(Dataset entries)
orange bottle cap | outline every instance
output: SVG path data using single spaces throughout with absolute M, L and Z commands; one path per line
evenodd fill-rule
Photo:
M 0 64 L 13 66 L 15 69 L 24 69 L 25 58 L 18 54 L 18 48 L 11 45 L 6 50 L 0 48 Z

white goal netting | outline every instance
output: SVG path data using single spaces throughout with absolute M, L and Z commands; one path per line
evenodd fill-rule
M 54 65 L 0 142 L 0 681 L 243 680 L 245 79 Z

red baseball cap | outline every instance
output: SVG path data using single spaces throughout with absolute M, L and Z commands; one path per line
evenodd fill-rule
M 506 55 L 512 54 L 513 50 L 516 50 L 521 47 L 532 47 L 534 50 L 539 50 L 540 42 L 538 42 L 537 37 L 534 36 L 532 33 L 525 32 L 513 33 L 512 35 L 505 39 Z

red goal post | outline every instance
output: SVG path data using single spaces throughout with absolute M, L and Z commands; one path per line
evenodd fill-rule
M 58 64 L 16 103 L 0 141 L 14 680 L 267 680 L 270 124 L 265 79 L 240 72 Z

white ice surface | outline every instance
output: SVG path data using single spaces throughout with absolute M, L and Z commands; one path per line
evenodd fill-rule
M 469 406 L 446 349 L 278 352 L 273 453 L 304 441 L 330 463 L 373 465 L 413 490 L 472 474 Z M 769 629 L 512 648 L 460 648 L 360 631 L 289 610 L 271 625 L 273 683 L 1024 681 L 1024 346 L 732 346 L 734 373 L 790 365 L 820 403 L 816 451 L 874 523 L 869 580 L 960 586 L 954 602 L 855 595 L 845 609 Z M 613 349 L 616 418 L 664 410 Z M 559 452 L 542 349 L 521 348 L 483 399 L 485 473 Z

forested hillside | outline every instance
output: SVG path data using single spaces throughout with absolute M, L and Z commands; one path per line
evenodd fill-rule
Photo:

## PROBLEM TO SOLVE
Provide the count of lines above containing "outline", without any added words.

## TASK RESPONSE
6